**WHAT THE TASK ASKS**.
Rewrite all of the records below, changing each "one point per instance" to "a single point for each instance" and keeping every other word the same.

**DATA PROVIDED**.
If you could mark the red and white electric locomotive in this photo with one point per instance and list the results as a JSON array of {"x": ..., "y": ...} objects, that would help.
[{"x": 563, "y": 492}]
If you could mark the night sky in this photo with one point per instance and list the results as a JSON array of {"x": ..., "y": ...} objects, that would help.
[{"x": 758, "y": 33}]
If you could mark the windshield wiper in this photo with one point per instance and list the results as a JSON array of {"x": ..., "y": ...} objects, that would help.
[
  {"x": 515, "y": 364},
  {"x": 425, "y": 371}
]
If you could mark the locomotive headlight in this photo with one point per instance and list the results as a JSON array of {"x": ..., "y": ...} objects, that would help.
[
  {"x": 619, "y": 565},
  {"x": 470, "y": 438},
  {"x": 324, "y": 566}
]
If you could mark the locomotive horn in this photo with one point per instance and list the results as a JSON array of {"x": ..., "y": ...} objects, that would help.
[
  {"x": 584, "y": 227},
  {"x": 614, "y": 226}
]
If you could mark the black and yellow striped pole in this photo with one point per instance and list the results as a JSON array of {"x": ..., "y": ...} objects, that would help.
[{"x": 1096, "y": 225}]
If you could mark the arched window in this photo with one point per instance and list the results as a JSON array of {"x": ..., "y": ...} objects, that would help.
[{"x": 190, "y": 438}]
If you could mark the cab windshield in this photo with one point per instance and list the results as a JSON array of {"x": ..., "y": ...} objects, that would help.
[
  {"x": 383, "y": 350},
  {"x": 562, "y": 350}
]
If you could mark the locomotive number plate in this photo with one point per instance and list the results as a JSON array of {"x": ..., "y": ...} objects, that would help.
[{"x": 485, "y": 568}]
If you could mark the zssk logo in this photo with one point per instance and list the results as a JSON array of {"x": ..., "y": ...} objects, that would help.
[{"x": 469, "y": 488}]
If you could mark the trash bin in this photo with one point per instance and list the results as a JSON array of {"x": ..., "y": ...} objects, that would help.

**WRITTEN RESPONSE**.
If you could mark the red and white electric locomotive in this photo with a single point for each instance and list the results as a JSON array of {"x": ..., "y": ...} objects, that would help.
[{"x": 563, "y": 492}]
If you could mark the night sky in this photo with a single point for each instance and list the results as a JSON array of {"x": ..., "y": ...} objects, that would help.
[{"x": 758, "y": 33}]
If you could mark the windshield wiper in this photo with a single point for each instance and list the results as a JSON array of {"x": ..., "y": ...} objects, that would help.
[
  {"x": 515, "y": 364},
  {"x": 425, "y": 371}
]
If you could mark the locomotive headlight in this photo with a single point for each instance and list the results as a JSON array of {"x": ..., "y": ...} objects, that would help.
[
  {"x": 619, "y": 565},
  {"x": 470, "y": 438},
  {"x": 324, "y": 566}
]
If you could mark the locomotive horn in this photo with a single point for each instance and list the results as a JSON array of {"x": ..., "y": ...} objects, that would help.
[
  {"x": 584, "y": 227},
  {"x": 614, "y": 226}
]
If you could mark the black and yellow striped pole in this photo with a single point for each instance and list the results as a JSON array of {"x": ..., "y": ...} objects, that would help.
[{"x": 1096, "y": 225}]
If you could mark the arched window in this photo with a single point for each instance and list the results as a JSON array of {"x": ..., "y": ...} objects, that would help.
[{"x": 190, "y": 438}]
If you could mark the cab windshield in this photo with a single point for each instance and list the results as a JSON array of {"x": ..., "y": ...} objects, that would help.
[
  {"x": 383, "y": 350},
  {"x": 562, "y": 350}
]
If you could mark the locomotive number plate in this photo with a single point for each instance and list the results as a JSON array of {"x": ..., "y": ...} objects, that would help.
[{"x": 485, "y": 568}]
If you could mark the zssk logo in this photo with a single point for each instance and list the results as a JSON array of {"x": ..., "y": ...} objects, that would help.
[{"x": 469, "y": 488}]
If you could mark the trash bin in this photo with a single point for each instance and list the results as a JSON array of {"x": ..., "y": ...} objects, that would help.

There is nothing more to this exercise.